§ Extrait du document:
----
Homme Misak jouant de la flûte de roseau © Álvaro Tobón Trujillo
La fin du voyage
Magnolia elle, crochetait une gigra, sac à dos que les femmes Misak portent sur leur dos. Elle utilisait du fil blanc industriel acheté à Popayán. Quand je lui ai demandé combien de temps il lui fallait pour tisser une gigra, elle m’a regardé un peu étonnée et m’a répondu qu’elle ne trouvait pas de sens à cette question : elle s’occupait simplement de la « fabrication », car dans la vision du temps qu’a le peuple Misak, tout va d’un présent où se pose un avenir, futur qui se construit sur ce qui a été appris dans le passé.
Une fois, je me suis réveillé très tôt et me suis occupé de la consultation prévue ; j’étais prêt pour la cérémonie à laquelle j’étais invité. À l’heure convenue pour nous réunir et assister au mariage, je me suis retrouvé à monter sur l’une des chivas ornées de rubans multicolores qui devaient amener les invités au chef-lieu municipal, où le rite du Saint Sacrement aurait lieu dans l’église Notre-Dame de Chiquinquirá à Silvia.
----
§ Votre tâche:
Poursuivez le récit du séjour chez les Misak à partir de sa dernière phrase. Les items qui suivent n'ont aucun rapport avec le récit.

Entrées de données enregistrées
----
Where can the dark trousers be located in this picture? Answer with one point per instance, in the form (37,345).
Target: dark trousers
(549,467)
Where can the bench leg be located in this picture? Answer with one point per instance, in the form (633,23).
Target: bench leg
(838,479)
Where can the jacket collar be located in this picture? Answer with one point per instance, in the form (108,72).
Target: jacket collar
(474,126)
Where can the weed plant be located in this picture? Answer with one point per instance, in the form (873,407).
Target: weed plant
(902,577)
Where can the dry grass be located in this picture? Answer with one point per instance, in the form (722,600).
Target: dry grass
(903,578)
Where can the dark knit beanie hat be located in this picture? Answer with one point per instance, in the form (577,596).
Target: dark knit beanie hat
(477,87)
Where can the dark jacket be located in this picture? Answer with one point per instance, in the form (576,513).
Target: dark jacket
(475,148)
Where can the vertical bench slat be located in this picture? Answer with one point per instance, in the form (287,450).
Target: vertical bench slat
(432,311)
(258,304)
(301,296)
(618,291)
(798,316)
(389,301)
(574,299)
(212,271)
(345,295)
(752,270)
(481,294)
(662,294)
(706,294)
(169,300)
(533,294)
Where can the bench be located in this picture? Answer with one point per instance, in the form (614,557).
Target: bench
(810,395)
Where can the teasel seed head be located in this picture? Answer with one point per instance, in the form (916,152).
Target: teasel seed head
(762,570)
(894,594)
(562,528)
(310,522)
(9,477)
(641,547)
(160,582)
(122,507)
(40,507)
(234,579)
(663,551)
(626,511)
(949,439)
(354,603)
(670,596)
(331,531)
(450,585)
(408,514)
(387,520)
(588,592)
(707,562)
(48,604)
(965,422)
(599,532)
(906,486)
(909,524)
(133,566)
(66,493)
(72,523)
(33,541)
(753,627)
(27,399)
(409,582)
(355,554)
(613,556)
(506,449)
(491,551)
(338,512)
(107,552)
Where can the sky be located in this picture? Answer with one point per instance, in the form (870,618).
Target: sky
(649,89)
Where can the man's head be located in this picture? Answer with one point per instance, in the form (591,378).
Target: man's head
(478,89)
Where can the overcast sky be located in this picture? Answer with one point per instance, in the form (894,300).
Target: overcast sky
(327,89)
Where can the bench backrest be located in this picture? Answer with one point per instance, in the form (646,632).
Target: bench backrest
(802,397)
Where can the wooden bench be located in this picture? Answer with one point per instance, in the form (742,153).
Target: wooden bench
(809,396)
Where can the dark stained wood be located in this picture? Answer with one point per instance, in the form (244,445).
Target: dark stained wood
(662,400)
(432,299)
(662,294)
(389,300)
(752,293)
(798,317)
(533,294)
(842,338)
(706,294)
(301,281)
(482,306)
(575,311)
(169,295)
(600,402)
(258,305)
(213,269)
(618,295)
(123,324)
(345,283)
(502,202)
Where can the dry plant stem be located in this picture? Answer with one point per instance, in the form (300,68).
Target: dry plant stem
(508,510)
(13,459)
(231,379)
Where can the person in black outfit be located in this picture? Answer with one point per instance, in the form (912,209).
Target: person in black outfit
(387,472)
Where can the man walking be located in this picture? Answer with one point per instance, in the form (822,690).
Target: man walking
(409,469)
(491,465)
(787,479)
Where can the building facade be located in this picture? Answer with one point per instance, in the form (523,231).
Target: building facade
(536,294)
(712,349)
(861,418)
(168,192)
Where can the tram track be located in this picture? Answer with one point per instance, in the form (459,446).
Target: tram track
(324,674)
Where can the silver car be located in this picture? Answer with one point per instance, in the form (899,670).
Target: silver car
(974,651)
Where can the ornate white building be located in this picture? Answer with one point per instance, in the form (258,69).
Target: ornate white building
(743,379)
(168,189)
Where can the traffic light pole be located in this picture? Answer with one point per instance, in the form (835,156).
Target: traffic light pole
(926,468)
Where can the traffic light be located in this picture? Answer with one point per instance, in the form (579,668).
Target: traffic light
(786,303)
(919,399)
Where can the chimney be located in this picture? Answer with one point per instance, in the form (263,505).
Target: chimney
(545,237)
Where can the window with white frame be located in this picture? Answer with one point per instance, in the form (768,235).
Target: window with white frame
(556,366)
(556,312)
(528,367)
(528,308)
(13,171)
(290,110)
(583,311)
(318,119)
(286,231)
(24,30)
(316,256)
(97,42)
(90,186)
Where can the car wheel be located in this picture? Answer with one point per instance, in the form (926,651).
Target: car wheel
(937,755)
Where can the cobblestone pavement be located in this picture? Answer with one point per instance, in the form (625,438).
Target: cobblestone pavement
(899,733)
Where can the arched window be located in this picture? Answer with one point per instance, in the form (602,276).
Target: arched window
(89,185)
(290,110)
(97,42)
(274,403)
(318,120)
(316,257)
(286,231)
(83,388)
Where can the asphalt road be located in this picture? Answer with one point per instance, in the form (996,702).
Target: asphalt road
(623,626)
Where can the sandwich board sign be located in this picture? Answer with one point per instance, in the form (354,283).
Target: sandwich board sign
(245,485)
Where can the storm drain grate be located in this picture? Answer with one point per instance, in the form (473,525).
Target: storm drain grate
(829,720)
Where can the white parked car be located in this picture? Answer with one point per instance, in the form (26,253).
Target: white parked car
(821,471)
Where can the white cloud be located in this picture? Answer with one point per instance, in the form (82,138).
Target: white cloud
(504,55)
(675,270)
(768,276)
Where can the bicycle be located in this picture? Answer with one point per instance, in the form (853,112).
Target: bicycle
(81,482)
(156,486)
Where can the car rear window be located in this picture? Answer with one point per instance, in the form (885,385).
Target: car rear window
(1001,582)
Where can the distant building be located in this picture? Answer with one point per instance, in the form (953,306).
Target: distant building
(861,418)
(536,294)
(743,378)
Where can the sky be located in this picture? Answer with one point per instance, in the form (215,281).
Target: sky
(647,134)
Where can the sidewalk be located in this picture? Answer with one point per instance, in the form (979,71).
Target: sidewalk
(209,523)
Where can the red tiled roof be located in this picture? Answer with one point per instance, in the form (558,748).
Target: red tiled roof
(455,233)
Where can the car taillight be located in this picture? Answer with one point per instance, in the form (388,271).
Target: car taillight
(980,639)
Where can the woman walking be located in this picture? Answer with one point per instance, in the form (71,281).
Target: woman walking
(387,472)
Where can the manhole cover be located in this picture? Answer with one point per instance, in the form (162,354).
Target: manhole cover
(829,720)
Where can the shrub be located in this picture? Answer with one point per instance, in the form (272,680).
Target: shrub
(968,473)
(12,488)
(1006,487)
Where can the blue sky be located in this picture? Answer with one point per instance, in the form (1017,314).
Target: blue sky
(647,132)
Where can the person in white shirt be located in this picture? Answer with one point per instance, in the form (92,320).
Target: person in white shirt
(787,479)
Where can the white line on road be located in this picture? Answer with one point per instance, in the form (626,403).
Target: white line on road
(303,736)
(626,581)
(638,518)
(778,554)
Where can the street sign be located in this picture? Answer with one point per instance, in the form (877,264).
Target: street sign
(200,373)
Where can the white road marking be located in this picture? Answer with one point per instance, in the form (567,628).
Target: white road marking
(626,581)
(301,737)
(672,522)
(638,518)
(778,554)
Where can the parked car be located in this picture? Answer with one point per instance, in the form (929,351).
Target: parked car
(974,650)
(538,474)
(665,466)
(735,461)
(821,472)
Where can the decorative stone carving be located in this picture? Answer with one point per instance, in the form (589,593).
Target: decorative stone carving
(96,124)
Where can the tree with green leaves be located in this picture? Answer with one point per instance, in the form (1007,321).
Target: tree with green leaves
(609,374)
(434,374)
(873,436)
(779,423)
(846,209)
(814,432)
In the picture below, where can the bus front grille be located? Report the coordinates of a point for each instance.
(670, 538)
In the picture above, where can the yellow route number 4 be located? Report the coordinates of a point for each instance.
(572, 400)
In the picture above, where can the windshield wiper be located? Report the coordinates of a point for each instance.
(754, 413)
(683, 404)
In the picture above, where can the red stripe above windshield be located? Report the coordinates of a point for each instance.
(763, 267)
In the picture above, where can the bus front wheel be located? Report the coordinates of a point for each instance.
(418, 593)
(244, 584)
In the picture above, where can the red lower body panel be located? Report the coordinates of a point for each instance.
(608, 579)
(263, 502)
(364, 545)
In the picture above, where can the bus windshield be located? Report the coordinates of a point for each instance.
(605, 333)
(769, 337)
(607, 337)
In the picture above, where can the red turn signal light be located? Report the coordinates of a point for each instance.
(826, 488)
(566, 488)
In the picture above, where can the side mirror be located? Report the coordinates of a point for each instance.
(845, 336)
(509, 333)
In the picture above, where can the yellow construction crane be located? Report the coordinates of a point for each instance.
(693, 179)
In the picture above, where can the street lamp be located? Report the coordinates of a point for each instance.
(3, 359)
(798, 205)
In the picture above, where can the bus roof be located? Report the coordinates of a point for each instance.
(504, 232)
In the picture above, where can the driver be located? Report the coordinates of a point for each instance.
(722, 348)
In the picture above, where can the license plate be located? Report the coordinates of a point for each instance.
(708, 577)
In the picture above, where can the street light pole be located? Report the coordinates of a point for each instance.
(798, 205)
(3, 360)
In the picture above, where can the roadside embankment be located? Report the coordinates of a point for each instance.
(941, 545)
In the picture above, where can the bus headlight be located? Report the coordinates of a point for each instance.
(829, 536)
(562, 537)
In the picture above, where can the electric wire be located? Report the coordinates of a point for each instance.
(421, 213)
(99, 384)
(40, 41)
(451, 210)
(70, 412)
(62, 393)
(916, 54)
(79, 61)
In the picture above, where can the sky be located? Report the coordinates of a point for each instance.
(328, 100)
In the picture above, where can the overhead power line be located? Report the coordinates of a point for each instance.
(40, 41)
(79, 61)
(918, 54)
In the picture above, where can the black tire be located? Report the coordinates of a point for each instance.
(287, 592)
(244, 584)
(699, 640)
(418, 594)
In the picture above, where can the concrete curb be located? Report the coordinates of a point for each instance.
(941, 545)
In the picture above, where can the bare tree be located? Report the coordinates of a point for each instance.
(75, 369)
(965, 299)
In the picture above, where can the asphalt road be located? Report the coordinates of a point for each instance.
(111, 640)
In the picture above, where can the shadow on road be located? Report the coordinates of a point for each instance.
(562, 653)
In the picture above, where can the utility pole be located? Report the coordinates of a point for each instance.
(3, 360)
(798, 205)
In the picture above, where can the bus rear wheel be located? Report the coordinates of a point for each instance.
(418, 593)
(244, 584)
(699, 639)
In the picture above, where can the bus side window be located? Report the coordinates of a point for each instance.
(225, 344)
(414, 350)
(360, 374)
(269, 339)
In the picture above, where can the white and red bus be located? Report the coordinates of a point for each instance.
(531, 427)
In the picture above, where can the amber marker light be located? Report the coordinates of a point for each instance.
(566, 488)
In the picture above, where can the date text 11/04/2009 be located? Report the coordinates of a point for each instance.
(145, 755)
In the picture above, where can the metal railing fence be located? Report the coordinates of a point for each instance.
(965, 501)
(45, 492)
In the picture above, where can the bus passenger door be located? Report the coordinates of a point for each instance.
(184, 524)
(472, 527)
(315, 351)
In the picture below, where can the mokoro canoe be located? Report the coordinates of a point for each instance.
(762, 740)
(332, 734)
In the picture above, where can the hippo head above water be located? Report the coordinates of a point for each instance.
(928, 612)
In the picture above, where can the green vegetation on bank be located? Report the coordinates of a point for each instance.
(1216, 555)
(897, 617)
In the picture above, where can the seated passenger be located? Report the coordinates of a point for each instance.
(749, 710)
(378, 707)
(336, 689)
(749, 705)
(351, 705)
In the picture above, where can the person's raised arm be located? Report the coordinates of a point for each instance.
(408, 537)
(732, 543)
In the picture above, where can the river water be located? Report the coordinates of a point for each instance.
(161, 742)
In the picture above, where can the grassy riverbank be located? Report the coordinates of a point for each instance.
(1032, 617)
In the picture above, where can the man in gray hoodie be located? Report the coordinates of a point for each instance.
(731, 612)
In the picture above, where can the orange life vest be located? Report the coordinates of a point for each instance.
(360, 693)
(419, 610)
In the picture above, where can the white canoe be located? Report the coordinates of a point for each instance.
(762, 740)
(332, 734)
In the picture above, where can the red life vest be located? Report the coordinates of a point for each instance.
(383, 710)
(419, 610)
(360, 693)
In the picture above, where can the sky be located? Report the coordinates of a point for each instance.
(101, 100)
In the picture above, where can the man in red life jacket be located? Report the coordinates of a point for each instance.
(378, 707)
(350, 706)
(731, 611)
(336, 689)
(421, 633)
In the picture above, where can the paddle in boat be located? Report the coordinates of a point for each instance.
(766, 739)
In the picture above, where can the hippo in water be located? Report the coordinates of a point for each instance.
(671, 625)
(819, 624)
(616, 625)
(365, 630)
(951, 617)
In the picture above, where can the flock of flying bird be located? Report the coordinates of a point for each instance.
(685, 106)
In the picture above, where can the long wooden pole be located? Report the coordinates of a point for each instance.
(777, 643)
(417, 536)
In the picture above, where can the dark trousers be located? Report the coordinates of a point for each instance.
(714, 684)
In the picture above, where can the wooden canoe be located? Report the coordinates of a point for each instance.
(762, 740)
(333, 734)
----
§ Réponse rédigée:
Nous y attendions un prêtre Misak dont je ne me souviens pas du nom, qui a célébré la messe et le mariage catholique entièrement en langue wampi, à une exception près : à mon avantage, le sermon fut réalisé en castillan par le prêtre qui parla de l’union et du couple homme-femme, de sa signification dans l’origine des enfants de l’eau et de sa relation avec ces mêmes principes d’harmonie avec la nature et toutes sortes d’êtres, au sein de son organisation sociale basée sur le noyau familial, l’institution du mariage étant l’un des principes fondamentaux de la culture Misak.
À la fin de la cérémonie religieuse, nous retournâmes à Campo Alegre, où le banquet nuptial était organisé, abondant comme s’il s’agissait des noces de Camacho. Tous les participants ont salué le nouveau couple et la fête a commencé, animée par un ensemble de flûtes accompagnées de tambours de différentes tailles, entonnant des mélodies qui semblent mélancoliques et joyeuses en même temps, sur des rythmes syncopés sans commencement ni fin.
Le lendemain matin, alors que nous mettions nos affaires sur les motos pour le retour à la base à Jambaló, Domingo continuait à faire la fête, comme tous les autres, depuis l’après-midi précédent. Il dit que les Taitas seraient prêts à me laisser participer au prochain Pishimaruk dans trois semaines. Aucun de nous ne savait que c’était mon dernier jour dans cette région des Andes.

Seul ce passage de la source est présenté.